Fragmento del documento:
++++++++++

Si no le gusta la protesta, aguántesela

La profesora y experta en movimientos sociales Carolina Cepeda Másmela nos cuenta cómo ve la protesta social hoy en Colombia y en el mundo, de qué manera están respondiendo los Estados y por qué manifestarse cuando no se está conforme es un derecho, pero también parte de la condición humana.

por

Lina Vargas Fonseca


25.03.2024

Foto: María José Rojas Ilustración: Alejandra Yates

Palabras más, palabras menos eso —si no le gusta la protesta, aguántesela— fue lo que señaló la Corte Interamericana de Derechos Humanos (CIDH) en una sentencia reciente sobre el caso de Antonio Tavares Pereira. Él era un trabajador rural brasilero que en el año 2000 fue asesinado por agentes de la policía militar durante una movilización por la reforma agraria en la que también resultaron heridas otras 185 personas del Movimiento de los Trabajadores Rurales Sin Tierra. La sentencia marca un referente sobre lo que es y no es la protesta social. Sí, la protesta es disruptiva, incómoda. No, la protesta no son meros actos vandálicos. Sí, la protesta puede causar molestias, pero a menos que impongan una carga excesiva sobre el resto de la población, deben ser toleradas. No, las y los manifestantes no son objeto de estigmatización por el solo hecho de serlo. Sí, el uso de la fuerza por parte de las autoridades tiene que ser proporcionado.

++++++++++

Entradas de la colección:
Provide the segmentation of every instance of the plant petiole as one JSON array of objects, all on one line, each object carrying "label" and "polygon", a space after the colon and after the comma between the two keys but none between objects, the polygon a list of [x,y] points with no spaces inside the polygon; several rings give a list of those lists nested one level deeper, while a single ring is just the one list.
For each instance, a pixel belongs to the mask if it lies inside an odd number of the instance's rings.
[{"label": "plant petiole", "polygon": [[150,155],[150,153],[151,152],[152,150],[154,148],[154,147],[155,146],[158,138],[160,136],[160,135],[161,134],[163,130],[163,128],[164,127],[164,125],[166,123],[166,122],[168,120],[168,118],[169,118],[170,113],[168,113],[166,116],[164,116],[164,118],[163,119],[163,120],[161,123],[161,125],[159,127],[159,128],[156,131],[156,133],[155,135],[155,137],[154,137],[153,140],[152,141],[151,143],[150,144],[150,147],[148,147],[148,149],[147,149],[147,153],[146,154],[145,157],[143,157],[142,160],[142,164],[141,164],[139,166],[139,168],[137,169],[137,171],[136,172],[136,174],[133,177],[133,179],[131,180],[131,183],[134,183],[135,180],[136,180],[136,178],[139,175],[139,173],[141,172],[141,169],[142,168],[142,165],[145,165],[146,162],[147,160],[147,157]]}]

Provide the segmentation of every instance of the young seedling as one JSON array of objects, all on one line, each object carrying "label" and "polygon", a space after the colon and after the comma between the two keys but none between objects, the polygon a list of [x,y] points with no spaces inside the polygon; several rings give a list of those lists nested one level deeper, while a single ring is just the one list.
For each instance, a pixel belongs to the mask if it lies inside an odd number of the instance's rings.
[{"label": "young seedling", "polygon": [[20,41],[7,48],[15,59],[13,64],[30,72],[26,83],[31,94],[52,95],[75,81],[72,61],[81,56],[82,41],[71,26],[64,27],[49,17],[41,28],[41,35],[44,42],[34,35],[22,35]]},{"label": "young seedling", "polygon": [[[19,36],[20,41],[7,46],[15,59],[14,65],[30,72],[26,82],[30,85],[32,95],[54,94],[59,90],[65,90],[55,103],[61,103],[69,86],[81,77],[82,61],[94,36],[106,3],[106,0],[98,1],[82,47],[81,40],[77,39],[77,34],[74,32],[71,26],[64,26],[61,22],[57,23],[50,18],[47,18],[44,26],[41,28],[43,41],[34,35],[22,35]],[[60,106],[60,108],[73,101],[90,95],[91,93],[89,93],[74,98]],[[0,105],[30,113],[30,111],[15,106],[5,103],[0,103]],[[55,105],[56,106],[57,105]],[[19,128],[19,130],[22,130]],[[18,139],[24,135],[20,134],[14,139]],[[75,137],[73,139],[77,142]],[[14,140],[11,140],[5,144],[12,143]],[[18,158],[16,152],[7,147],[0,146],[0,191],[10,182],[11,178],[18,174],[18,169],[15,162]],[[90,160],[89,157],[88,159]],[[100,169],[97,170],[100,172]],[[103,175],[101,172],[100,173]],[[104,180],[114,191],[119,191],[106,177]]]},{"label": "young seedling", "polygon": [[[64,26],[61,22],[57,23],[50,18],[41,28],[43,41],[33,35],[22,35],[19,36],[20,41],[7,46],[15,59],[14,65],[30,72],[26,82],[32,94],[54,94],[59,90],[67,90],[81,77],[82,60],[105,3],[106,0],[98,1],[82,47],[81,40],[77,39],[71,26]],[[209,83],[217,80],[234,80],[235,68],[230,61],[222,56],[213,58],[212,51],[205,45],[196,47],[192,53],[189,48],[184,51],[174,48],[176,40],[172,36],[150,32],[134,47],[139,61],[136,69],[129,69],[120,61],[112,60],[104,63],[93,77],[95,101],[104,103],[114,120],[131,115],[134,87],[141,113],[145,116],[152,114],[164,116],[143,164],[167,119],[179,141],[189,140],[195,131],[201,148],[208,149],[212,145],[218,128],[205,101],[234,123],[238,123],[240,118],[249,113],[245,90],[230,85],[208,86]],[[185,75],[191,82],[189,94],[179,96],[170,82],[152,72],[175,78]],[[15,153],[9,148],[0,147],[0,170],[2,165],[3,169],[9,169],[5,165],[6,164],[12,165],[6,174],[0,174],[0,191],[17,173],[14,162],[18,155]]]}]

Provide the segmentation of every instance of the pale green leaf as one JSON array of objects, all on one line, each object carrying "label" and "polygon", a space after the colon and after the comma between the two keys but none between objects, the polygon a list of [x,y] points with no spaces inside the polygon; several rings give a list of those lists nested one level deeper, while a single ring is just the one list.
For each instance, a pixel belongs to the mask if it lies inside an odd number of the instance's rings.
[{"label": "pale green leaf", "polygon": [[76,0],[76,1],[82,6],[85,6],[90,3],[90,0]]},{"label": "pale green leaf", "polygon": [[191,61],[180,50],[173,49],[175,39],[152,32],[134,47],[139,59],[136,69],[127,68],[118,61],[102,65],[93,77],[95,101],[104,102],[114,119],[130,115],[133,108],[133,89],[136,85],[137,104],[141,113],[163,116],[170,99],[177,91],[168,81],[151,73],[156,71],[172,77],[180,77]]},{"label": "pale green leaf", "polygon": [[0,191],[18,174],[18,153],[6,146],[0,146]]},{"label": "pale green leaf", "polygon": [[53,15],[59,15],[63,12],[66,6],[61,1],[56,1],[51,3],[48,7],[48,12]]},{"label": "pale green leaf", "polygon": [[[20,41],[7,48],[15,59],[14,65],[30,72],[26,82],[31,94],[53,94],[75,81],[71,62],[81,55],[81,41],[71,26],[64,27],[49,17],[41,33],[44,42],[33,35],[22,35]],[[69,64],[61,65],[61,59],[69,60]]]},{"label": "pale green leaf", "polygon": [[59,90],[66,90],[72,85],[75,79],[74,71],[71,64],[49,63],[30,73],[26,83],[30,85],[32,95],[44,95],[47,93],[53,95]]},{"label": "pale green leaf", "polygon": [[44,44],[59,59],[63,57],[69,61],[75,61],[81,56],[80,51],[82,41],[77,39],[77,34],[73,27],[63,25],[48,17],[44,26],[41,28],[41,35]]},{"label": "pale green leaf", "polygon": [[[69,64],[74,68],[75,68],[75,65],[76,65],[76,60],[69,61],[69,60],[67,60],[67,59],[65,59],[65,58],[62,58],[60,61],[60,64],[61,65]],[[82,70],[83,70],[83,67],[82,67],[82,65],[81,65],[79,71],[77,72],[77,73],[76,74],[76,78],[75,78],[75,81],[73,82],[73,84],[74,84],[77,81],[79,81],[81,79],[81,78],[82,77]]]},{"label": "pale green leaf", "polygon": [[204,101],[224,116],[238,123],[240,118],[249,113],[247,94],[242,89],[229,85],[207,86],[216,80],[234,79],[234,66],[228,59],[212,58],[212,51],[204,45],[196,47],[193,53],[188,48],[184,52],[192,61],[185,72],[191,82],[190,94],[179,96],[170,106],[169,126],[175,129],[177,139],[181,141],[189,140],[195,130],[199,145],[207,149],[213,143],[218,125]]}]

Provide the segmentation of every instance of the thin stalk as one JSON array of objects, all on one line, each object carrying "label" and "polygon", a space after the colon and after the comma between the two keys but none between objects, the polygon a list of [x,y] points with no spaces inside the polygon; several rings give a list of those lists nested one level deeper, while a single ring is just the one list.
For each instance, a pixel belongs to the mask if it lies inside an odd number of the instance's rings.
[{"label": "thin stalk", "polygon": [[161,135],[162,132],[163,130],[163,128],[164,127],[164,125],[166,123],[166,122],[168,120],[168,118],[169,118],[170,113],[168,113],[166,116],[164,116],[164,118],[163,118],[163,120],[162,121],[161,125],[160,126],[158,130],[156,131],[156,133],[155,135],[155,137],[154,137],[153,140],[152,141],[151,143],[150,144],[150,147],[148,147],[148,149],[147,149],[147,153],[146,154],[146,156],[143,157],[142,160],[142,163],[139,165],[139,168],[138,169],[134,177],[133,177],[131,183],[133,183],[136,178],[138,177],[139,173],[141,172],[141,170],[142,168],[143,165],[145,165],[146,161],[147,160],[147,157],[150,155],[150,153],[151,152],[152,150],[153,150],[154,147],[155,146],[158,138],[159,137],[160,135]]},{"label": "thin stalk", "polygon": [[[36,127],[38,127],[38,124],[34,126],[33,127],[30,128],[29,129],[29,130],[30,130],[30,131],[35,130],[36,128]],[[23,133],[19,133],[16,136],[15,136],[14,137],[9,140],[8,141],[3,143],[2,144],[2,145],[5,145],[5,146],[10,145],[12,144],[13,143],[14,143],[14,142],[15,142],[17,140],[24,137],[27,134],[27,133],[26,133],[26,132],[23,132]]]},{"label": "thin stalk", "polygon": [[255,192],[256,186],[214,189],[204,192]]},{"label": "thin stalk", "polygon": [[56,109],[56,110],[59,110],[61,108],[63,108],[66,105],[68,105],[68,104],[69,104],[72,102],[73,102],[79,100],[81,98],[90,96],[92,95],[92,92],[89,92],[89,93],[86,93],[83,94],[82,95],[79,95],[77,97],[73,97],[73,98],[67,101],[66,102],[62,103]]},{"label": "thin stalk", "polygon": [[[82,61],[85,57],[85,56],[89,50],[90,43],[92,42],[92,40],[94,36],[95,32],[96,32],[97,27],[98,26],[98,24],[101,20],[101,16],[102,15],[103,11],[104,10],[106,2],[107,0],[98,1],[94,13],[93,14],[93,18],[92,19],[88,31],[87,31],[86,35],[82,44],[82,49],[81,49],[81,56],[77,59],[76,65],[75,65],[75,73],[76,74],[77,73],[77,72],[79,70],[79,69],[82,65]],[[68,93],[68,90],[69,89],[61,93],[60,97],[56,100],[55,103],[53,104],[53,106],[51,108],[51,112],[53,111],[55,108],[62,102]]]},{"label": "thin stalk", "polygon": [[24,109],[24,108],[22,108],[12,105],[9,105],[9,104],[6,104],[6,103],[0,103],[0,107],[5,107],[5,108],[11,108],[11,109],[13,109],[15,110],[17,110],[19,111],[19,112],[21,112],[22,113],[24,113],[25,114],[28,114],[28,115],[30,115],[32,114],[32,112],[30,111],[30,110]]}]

++++++++++

Tareas por hacer:
A – Escribe los nombres de todas las personas que aparecen con nombre y apellido en el texto sobre la protesta social.
B – Según el texto sobre la protesta social, ¿cuántas personas del Movimiento de los Trabajadores Rurales Sin Tierra resultaron heridas durante la movilización?
C – Sigue escribiendo el texto sobre la protesta social a partir de su última oración.

Respuestas por tarea:
A – Carolina Cepeda Másmela, Lina Vargas Fonseca, María José Rojas, Alejandra Yates y Antonio Tavares Pereira.

B – 185 personas.

C –
Buenas noticias que, sin embargo, contrastan con un panorama en el que parece que nada de lo anterior se cumple. Basta ver lo que ocurrió durante las marchas del 8M en Bogotá y Medellín (uso desproporcionado de la fuerza pública, carteles de “se busca” con fotos de las manifestantes). Y no es un caso aislado en Colombia ni en el mundo. De eso hablamos con la profesora e investigadora Carolina Cepeda Másmela, doctora en Ciencia Política y experta en movimientos sociales.  

Yo creo que la protesta social hace parte de la condición humana. Para todas y todos es natural reaccionar ante aquello que nos parece injusto. Entonces la protesta es una herramienta que tenemos en todas las sociedades para manifestar nuestro descontento. Y puede ser variada: siempre que uno piensa en protesta se imagina grandes manifestaciones de gente con antorchas al estilo de Los Simpson, pero también puede ser una sola persona que se sienta y se niega a hacer algo. Es un derecho, claro, aparece en la Constitución, aunque hay momentos en gobiernos totalitarios o dictaduras en los que la protesta no es posible y aun así la gente la ejerce. Porque la protesta va más allá de la mera noción de derecho y quienes la ejercen usualmente no se sientan a revisar su Constitución, eso viene después. Es más una reacción inmediata frente a una situación que se considera injusta, indeseable, y frente a la cual hay que actuar. Eso no es monopolio de la derecha, la izquierda o el centro. 

La protesta tiene que ser disruptiva, es su naturaleza. No puede no ser disruptiva porque de lo contrario nadie la vería. Cuando la gente protesta quiere ser vista, que todo el mundo se entere de su descontento, de su causa. Una propuesta como la del exministro de Defensa Diego Molano de construir un protestódromo es ridícula porque es como si la gente quisiera desfogar su ira. Entonces mejor vaya y dele puños a un saco de boxeo y se acabó. No. La protesta tiene una connotación política.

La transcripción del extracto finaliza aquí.